* [Task brief] Copy the entries below word for word, starting with the line containing "point: group of" and continuing through the line containing "column 526, row 305", with both lines included.

==================================================

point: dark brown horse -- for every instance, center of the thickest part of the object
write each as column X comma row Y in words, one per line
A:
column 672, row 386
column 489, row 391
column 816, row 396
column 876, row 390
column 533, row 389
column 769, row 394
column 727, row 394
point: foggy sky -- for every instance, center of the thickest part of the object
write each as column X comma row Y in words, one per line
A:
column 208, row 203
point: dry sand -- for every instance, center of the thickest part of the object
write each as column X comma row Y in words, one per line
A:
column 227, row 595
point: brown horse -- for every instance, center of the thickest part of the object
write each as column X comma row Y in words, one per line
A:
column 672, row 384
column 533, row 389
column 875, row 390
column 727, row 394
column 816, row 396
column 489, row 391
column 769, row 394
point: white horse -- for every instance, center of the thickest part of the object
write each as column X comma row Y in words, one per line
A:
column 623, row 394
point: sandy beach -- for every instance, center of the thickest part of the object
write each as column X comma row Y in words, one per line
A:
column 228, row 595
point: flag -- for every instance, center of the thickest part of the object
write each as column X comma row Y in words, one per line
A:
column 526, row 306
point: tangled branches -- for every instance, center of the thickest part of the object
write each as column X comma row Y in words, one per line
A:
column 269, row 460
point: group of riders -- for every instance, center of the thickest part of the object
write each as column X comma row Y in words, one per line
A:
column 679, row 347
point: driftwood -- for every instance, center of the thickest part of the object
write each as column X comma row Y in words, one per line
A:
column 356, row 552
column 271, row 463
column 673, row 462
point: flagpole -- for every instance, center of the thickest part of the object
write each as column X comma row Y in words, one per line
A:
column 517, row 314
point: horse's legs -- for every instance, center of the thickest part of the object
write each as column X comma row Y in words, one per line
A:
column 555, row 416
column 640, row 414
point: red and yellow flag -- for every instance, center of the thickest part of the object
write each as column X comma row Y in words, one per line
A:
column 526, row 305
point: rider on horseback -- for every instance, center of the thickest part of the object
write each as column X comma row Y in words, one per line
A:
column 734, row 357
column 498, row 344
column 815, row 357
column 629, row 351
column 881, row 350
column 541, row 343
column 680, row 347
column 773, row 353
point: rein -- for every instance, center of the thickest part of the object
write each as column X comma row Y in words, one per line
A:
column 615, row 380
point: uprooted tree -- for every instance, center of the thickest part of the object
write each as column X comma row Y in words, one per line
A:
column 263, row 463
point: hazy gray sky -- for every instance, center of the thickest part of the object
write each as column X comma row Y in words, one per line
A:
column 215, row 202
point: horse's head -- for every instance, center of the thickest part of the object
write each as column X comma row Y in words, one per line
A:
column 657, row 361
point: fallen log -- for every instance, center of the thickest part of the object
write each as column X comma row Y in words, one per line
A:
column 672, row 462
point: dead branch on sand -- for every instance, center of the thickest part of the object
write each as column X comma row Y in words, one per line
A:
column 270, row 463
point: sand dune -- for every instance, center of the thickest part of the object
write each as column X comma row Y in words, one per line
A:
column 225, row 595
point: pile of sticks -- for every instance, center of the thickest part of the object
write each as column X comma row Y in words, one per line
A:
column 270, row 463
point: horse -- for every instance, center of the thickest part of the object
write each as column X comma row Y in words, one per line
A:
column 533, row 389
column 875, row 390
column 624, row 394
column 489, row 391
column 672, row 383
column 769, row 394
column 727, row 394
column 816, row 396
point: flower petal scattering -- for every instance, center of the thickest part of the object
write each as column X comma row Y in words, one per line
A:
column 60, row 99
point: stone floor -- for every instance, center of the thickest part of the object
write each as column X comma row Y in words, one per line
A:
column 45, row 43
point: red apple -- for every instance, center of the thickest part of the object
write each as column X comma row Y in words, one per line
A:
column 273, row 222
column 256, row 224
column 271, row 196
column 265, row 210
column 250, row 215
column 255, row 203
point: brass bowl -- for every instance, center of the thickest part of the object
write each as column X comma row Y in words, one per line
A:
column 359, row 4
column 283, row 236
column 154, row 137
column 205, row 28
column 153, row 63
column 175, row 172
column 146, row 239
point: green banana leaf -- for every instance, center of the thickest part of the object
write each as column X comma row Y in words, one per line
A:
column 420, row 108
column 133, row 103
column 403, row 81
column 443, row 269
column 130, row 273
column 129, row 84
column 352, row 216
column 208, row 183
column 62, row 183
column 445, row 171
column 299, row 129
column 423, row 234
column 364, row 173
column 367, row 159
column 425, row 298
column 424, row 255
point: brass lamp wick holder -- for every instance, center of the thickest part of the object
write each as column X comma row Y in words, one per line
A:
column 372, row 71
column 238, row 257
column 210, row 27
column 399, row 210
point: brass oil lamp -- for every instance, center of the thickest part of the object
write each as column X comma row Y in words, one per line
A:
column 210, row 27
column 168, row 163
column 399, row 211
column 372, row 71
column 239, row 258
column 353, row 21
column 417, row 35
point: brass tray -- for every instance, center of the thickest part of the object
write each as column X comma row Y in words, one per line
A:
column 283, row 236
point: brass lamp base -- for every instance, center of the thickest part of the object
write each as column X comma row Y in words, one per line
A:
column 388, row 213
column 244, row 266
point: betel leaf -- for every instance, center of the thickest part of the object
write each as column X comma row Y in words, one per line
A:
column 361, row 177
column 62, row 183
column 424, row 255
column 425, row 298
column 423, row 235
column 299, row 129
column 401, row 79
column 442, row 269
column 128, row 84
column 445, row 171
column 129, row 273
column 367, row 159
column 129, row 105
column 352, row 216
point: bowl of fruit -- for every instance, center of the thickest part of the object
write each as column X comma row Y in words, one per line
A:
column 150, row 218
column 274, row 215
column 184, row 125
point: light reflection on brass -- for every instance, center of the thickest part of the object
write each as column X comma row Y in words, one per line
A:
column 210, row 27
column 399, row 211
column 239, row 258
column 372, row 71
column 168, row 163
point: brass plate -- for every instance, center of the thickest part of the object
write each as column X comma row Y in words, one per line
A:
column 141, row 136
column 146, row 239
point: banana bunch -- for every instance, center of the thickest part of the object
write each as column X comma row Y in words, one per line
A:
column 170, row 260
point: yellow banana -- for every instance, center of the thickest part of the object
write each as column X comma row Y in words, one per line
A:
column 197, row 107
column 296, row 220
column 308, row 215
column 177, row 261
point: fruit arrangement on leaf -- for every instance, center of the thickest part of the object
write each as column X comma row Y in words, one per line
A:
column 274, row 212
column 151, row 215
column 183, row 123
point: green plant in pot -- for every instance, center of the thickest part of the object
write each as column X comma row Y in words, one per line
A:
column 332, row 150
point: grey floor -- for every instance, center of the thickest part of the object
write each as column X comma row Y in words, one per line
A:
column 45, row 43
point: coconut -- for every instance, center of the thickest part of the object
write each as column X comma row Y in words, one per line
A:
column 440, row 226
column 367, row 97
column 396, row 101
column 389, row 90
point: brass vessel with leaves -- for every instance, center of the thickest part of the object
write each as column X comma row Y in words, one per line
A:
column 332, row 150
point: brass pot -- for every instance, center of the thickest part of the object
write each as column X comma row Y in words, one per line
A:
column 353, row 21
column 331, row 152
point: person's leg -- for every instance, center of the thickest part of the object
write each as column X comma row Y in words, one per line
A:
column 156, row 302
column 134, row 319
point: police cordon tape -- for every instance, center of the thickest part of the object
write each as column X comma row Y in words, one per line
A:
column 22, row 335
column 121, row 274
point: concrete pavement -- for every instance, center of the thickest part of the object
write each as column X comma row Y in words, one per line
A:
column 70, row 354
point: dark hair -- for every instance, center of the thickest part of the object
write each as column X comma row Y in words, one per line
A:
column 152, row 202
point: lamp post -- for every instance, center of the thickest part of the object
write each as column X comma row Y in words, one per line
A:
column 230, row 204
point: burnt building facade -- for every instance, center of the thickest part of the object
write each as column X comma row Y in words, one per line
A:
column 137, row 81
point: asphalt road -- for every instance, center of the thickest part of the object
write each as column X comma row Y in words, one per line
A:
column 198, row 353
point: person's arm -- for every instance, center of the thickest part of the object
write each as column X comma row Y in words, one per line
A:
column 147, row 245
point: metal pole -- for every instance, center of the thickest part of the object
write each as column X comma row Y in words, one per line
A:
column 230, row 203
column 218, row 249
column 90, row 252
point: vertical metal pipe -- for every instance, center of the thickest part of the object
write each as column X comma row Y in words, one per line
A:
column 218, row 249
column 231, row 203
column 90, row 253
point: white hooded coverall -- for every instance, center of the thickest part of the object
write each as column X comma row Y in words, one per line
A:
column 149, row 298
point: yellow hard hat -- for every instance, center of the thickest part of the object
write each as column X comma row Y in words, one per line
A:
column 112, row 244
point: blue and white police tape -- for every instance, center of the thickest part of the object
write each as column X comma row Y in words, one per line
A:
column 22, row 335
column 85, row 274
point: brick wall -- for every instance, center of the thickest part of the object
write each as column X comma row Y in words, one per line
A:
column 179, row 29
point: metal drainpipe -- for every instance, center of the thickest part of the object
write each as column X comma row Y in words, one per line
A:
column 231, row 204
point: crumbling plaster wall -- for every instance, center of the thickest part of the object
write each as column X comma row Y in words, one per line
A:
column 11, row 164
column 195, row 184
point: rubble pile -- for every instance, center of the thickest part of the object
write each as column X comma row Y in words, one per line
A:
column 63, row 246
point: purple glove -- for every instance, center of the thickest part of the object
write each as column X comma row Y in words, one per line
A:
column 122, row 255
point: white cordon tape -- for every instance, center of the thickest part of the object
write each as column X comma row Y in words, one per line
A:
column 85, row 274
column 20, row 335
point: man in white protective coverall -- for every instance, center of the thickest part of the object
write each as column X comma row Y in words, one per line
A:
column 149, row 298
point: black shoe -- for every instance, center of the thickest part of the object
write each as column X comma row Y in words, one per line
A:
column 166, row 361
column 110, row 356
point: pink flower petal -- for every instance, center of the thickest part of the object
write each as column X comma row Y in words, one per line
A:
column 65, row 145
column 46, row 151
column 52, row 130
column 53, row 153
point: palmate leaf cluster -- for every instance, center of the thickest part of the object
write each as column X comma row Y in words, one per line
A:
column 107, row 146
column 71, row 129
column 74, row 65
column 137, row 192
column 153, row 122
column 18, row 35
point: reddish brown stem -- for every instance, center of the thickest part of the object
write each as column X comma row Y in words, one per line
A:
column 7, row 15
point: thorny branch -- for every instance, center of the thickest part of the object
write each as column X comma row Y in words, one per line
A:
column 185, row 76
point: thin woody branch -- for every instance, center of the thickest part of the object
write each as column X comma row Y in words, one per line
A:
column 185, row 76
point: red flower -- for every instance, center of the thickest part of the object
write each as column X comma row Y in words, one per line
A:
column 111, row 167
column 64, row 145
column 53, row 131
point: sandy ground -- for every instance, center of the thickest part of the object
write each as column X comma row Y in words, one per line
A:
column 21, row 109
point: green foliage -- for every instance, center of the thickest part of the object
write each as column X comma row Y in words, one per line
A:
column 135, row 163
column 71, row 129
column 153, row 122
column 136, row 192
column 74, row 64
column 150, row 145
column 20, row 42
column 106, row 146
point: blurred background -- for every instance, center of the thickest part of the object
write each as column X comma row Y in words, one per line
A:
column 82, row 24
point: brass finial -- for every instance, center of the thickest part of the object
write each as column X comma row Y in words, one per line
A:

==================================================

* [Task output]
point: group of riders -- for every instance, center of the thickest part of the object
write each as column X comma row Y in words, one per line
A:
column 679, row 347
point: driftwood -- for every instance, center of the thickest part of the object
write each as column X comma row Y in words, one per line
A:
column 356, row 552
column 271, row 463
column 673, row 462
point: flagpole -- for every instance, center of the thickest part of the object
write each as column X comma row Y in words, one per line
A:
column 517, row 314
point: horse's legs -- for every instance, center of the thickest part of the object
write each as column X comma row Y in words, one per line
A:
column 555, row 416
column 640, row 414
point: red and yellow flag -- for every instance, center of the thickest part of the object
write each as column X comma row Y in words, one per line
A:
column 526, row 305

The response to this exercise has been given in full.